Exercise directions → The listing below should be written out exactly; please include all of it.

Data shown →
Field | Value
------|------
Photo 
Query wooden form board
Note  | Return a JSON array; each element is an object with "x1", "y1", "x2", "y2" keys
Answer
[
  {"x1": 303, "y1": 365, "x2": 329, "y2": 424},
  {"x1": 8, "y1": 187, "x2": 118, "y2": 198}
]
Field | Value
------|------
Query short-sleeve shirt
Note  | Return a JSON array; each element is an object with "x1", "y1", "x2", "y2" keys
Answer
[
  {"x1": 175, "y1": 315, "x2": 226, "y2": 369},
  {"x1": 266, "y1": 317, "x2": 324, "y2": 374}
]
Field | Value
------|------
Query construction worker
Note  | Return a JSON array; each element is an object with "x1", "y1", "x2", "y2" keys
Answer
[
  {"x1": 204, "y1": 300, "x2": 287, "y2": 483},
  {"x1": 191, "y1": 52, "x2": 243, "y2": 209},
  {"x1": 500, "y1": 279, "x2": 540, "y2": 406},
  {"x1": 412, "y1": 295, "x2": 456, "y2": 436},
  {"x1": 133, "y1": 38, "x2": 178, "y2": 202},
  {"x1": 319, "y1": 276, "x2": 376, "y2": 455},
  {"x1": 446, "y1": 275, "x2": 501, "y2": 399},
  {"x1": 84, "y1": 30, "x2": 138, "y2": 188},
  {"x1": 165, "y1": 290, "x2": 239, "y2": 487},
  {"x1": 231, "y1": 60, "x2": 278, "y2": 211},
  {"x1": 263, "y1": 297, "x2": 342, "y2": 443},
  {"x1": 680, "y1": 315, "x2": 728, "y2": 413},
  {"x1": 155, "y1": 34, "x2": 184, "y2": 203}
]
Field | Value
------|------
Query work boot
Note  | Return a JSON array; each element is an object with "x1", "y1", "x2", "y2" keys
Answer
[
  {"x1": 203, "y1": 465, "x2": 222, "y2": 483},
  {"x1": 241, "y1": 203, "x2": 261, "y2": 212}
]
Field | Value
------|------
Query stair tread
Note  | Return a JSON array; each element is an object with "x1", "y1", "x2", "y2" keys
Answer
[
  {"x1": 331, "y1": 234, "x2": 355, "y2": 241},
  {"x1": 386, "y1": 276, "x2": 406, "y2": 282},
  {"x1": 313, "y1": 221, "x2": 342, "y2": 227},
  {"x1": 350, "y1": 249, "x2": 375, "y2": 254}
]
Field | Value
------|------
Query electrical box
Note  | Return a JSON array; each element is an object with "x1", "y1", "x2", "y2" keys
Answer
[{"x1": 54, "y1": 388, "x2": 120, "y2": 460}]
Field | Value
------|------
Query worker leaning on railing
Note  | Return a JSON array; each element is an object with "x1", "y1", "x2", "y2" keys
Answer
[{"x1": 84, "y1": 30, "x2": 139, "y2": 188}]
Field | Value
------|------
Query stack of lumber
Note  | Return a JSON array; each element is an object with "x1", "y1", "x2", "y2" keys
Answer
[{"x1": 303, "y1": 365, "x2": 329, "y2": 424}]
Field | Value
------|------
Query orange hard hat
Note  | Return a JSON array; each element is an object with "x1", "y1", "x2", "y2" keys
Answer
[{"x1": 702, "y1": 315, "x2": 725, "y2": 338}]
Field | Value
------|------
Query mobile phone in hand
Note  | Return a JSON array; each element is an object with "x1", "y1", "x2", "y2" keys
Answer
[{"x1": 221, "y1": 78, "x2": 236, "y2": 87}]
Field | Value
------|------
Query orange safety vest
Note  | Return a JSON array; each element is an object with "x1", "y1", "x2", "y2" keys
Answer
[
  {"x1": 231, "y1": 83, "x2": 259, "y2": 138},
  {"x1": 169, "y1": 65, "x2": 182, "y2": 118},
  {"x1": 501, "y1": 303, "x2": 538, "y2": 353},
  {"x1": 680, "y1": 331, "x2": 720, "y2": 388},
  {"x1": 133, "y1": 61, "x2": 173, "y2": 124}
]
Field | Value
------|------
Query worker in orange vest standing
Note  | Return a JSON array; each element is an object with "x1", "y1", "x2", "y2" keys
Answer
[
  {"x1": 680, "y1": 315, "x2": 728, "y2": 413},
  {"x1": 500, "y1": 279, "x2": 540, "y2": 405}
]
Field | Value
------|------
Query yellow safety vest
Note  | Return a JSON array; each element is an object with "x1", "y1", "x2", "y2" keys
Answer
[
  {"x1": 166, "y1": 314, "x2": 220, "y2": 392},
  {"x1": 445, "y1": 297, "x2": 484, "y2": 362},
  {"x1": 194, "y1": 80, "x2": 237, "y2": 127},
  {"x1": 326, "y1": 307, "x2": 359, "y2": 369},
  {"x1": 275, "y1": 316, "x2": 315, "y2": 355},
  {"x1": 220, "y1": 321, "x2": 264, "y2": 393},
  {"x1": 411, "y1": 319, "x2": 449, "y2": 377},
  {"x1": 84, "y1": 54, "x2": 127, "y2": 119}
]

Answer to this problem →
Field | Value
------|------
Photo 
Query wooden form board
Note  | Return a JSON array; each element is an object with "x1", "y1", "x2", "y2" keys
Answer
[
  {"x1": 303, "y1": 365, "x2": 329, "y2": 424},
  {"x1": 8, "y1": 187, "x2": 118, "y2": 198}
]
Field | Value
------|------
Query short-sleeve shirt
Note  | Return a JSON array; each element is an object with "x1", "y1", "x2", "y2" keys
Answer
[
  {"x1": 175, "y1": 315, "x2": 226, "y2": 369},
  {"x1": 266, "y1": 317, "x2": 324, "y2": 374}
]
Field | Value
------|------
Query construction worker
Note  | Return a JSON array; each element is an object with "x1", "y1", "x2", "y2" keys
Answer
[
  {"x1": 204, "y1": 300, "x2": 287, "y2": 483},
  {"x1": 191, "y1": 52, "x2": 243, "y2": 209},
  {"x1": 500, "y1": 279, "x2": 540, "y2": 406},
  {"x1": 412, "y1": 295, "x2": 456, "y2": 436},
  {"x1": 133, "y1": 38, "x2": 178, "y2": 202},
  {"x1": 319, "y1": 276, "x2": 376, "y2": 455},
  {"x1": 446, "y1": 275, "x2": 501, "y2": 399},
  {"x1": 84, "y1": 30, "x2": 138, "y2": 188},
  {"x1": 165, "y1": 290, "x2": 239, "y2": 487},
  {"x1": 231, "y1": 60, "x2": 278, "y2": 211},
  {"x1": 263, "y1": 297, "x2": 342, "y2": 443},
  {"x1": 680, "y1": 315, "x2": 728, "y2": 413},
  {"x1": 155, "y1": 34, "x2": 184, "y2": 203}
]
Field | Value
------|------
Query work boot
Note  | Return a JSON array; each element is an object with "x1", "y1", "x2", "y2" keys
Answer
[
  {"x1": 203, "y1": 465, "x2": 222, "y2": 483},
  {"x1": 241, "y1": 203, "x2": 261, "y2": 212}
]
Field | Value
------|------
Query stair tread
Note  | Return a JSON array; each element is an object with "x1", "y1", "x2", "y2" keys
Answer
[
  {"x1": 331, "y1": 234, "x2": 355, "y2": 241},
  {"x1": 386, "y1": 276, "x2": 406, "y2": 282},
  {"x1": 313, "y1": 221, "x2": 342, "y2": 227},
  {"x1": 350, "y1": 249, "x2": 375, "y2": 254}
]
Field | Value
------|------
Query electrical box
Note  | Return a JSON array; each element is an object with "x1", "y1", "x2", "y2" keys
Answer
[{"x1": 54, "y1": 388, "x2": 120, "y2": 460}]
Field | Value
------|------
Query worker leaning on railing
Note  | Return a JSON array; each element is an object with "x1", "y1", "x2", "y2" keys
Answer
[{"x1": 84, "y1": 30, "x2": 139, "y2": 188}]
Field | Value
------|------
Query stack of lumber
Note  | Return a JSON array; each element is an object with "x1", "y1", "x2", "y2" keys
Answer
[{"x1": 303, "y1": 365, "x2": 329, "y2": 424}]
Field | Value
------|------
Query orange hard hat
Note  | Return a JSON array; each element is an object with "x1", "y1", "x2", "y2" keys
Answer
[{"x1": 702, "y1": 315, "x2": 725, "y2": 338}]
Field | Value
------|------
Query mobile phone in hand
Note  | Return a JSON array; each element is an object with "x1", "y1", "x2", "y2" keys
Answer
[{"x1": 221, "y1": 78, "x2": 236, "y2": 87}]
Field | Value
------|------
Query orange safety vest
Note  | Return a JSON array; each element is an object with "x1", "y1", "x2", "y2" keys
Answer
[
  {"x1": 231, "y1": 83, "x2": 259, "y2": 138},
  {"x1": 169, "y1": 65, "x2": 182, "y2": 118},
  {"x1": 501, "y1": 303, "x2": 538, "y2": 353},
  {"x1": 680, "y1": 331, "x2": 720, "y2": 388},
  {"x1": 133, "y1": 61, "x2": 173, "y2": 124}
]
Field | Value
------|------
Query worker in orange vest standing
Note  | Return a JSON array; each element is an object with "x1", "y1", "x2", "y2" keys
Answer
[
  {"x1": 680, "y1": 315, "x2": 728, "y2": 413},
  {"x1": 500, "y1": 279, "x2": 540, "y2": 405}
]
Field | Value
------|------
Query yellow safety vest
Note  | Return a JSON array; each element is an object with "x1", "y1", "x2", "y2" keys
Answer
[
  {"x1": 166, "y1": 314, "x2": 220, "y2": 392},
  {"x1": 445, "y1": 297, "x2": 484, "y2": 362},
  {"x1": 194, "y1": 80, "x2": 237, "y2": 127},
  {"x1": 326, "y1": 307, "x2": 359, "y2": 369},
  {"x1": 275, "y1": 316, "x2": 315, "y2": 355},
  {"x1": 220, "y1": 321, "x2": 264, "y2": 393},
  {"x1": 411, "y1": 319, "x2": 449, "y2": 377},
  {"x1": 84, "y1": 54, "x2": 127, "y2": 119}
]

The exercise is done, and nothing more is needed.